AUSZUG:
:::::
Sie ist u.a. "Ausbildungsbotschafterin des bayerischen Gastgewerbes" und hat in den letzten Jahren massgeblich dafür gesorgt, dass ihr Haus bei Azubis und Arbeitnehmern hoch im Kurs stand. Überzeugt haben etwa eine faire Bezahlung, beschränkte Wochenend-Dienste, viele Fortbildungsangebote, Benefits wie Mitarbeiter-Wohnungen, eine Azubi-WG direkt im Hotel und auch ein Mitarbeiter-Auto. Zum HR-Erfolg beigetragen haben zudem Aktivitäten wie Messebesuche, Info-Veranstaltungen in Schulen oder die Kooperation mit verschiedenen Arbeitsagenturen. Diese sollen noch intensiviert und ausgebaut werden.

Das HR-Team erörtert aktuell ausserdem u.a. flexiblere Arbeitszeitmodelle. Auch soll der Dienstplan noch enger mit den Mitarbeitern abgestimmt und in einem "Wunschbuch" vorgemerkt werden. Dass diese Massnahmen helfen werden, ist sich die Personalreferentin sicher, "doch das Ruder komplett herumreissen werden sie nicht – das können wir nicht allein."

Blick ins Ausland scheitert an Bürokratie

"Der hiesige Markt ist schlichtweg leergefegt. Eine Lösung sehe ich nur durch den Zufluss von ausländischen Kräften – daher arbeiten wir schon jetzt mit EURES, dem Portal für internationale Fachkräfte, zusammen." Schulze-Clewing würde gerne noch mehr Menschen aus dem Ausland anwerben. Doch Bürokratie und Vorschriften stünden dabei oft im Weg. "In vielen Jobs dürfen nur zertifizierte 'Ausgebildete' arbeiten – ein solches Zertifikat gibt es allerdings nur in Deutschland, Österreich und der Schweiz. Andere Länder bilden in den Betrieben aus, also 'Learning by doing'. Ausländische Fachkräfte sind oftmals hochqualifiziert, sollen aber hier in die Berufsschule zu Azubis im ersten Lehrjahr gehen." Das sei nicht praktikabel.

Die HR-Managerin fordert daher schnellstmöglich Unterstützung bei Aufenthalts-Genehmigungen und Arbeitserlaubnissen sowie die Vereinfachung formeller Prozesse. "Es gibt so viele, sehr gute Hotel-Fachkräfte, die in Deutschland in ihrem Job nicht arbeiten dürfen, weil sie nicht genau die hier geforderten Qualifikationsbescheinigungen besitzen. Ein Pâtissier beispielsweise darf in Deutschland kein Schnitzel anfassen, weil er Spezialitätenkoch ist." Solche Regelungen verschärften die ohnehin angespannte Situation zusätzlich.
:::::
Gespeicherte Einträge
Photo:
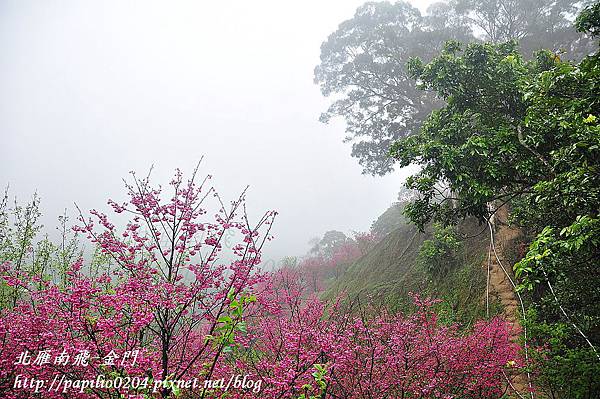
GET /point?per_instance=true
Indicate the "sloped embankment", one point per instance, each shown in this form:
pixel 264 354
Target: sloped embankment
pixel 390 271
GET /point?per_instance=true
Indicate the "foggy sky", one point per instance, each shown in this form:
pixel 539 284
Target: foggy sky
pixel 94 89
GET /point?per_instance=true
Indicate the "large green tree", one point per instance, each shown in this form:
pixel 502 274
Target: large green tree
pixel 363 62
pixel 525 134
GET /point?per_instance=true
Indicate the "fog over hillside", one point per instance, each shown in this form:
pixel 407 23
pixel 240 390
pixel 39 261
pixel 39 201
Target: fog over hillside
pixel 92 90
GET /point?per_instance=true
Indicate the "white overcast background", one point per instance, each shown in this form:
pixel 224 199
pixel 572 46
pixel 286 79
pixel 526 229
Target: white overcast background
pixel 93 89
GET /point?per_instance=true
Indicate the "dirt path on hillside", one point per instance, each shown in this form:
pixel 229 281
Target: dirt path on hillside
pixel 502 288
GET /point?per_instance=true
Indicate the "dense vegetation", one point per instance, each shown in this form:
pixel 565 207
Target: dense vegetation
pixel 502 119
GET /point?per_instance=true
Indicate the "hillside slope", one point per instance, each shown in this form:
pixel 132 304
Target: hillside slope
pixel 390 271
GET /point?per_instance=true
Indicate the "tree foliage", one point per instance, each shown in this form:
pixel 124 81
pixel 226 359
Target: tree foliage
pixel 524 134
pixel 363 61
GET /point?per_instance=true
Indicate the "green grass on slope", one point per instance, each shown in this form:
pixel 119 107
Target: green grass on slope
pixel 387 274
:::::
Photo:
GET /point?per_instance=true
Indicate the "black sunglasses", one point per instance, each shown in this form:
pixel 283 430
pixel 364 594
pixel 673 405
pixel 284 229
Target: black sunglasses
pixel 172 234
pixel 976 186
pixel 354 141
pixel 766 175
:::::
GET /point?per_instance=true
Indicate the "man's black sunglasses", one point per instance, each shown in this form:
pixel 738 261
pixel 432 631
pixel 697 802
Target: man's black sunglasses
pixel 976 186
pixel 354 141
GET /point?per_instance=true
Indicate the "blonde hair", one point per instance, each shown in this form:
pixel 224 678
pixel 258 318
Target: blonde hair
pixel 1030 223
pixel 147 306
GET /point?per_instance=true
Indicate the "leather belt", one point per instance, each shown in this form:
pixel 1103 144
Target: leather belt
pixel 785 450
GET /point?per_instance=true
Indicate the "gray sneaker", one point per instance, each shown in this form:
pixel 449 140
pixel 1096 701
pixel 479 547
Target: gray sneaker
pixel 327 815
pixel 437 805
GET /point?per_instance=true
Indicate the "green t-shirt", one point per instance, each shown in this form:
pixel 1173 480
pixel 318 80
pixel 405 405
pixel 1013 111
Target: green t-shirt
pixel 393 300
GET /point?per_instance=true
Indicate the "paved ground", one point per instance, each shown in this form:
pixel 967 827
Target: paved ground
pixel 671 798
:::::
AUFGABEN:
• a. Tippe den Auszug über die Personalgewinnung im Hotel ab, beginnend bei „Blick ins Ausland“ und endend bei „sei nicht praktikabel.“.
• b. Beantworte anhand des Auszugs über die Personalgewinnung im Hotel:
(i) Mit welchem Portal für internationale Fachkräfte arbeitet das Haus bereits zusammen?
(ii) In welchen Ländern gibt es das Zertifikat für „Ausgebildete“?
(iii) Wo soll der mit den Mitarbeitern abgestimmte Dienstplan vorgemerkt werden?
• c. Schreib den Artikel über den Fachkräftemangel im Gastgewerbe nach seinem letzten Satz weiter.
Die Zeilen werden für die Bearbeitung nicht gebraucht.

LÖSUNGEN:
• a.
Blick ins Ausland scheitert an Bürokratie

"Der hiesige Markt ist schlichtweg leergefegt. Eine Lösung sehe ich nur durch den Zufluss von ausländischen Kräften – daher arbeiten wir schon jetzt mit EURES, dem Portal für internationale Fachkräfte, zusammen." Schulze-Clewing würde gerne noch mehr Menschen aus dem Ausland anwerben. Doch Bürokratie und Vorschriften stünden dabei oft im Weg. "In vielen Jobs dürfen nur zertifizierte 'Ausgebildete' arbeiten – ein solches Zertifikat gibt es allerdings nur in Deutschland, Österreich und der Schweiz. Andere Länder bilden in den Betrieben aus, also 'Learning by doing'. Ausländische Fachkräfte sind oftmals hochqualifiziert, sollen aber hier in die Berufsschule zu Azubis im ersten Lehrjahr gehen." Das sei nicht praktikabel.

• b.
(i) Mit EURES.
(ii) In Deutschland, Österreich und der Schweiz.
(iii) In einem „Wunschbuch“.

• c.
Neuer Koalitionsvertrag für mehr Einwanderer

Dass der Fachkräfte-Mangel eines der grössten Hindernisse für die Sicherung von Wohlstand ist, hat auch die designierte Bundesregierung erkannt und dem Thema mehrere Passagen ihres Koalitionsvertrags gewidmet. So heisst es dort u.a., dass die Bundesregierung ihre Fachkräfte-Strategie und die Nationale Weiterbildungsstrategie weiterentwickeln werde.

Wesentliche Bausteine seien erstens eine höhere Erwerbsbeteiligung von Frauen, zweitens, es älteren Erwerbstätigen zu ermöglichen, mindestens bis zum Renteneintrittsalter zu arbeiten. Drittens benötige das Land einen neuen Schub für berufliche Aus-, Fort- und Weiterbildung oder Neuorientierung auch in der Mitte des Erwerbslebens und Viertens brauche Deutschland mehr Arbeitskräfte-Einwanderung. Dazu solle das Einwanderungsrecht weiterentwickelt und bewährte Ansätze des Fachkräfteeinwanderungsgesetzes wie die Westbalkanregelung entfristen werden.

Geplant ist zudem die Einführung einer Chancenkarte auf Basis eines Punktesystems, um Arbeitskräften zur Jobsuche den gesteuerten Zugang zum deutschen Arbeitsmarkt zu ermöglichen. Die Blue Card soll im nationalen Recht auf nicht-akademische Berufe ausgeweitet werden. Voraussetzung wird ein konkretes Jobangebot zu marktüblichen Konditionen sein. Zugleich sollen die Hürden bei der Anerkennung von Bildungs- und Berufsabschlüssen aus dem Ausland abgesenkt, Bürokratie abgebaut und Verfahren beschleunigt werden. Fünftens müssten Arbeitsbedingungen in den Bereichen attraktiver werden, in denen bereits jetzt oder absehbar ein Mangel an Fachkräften herrscht.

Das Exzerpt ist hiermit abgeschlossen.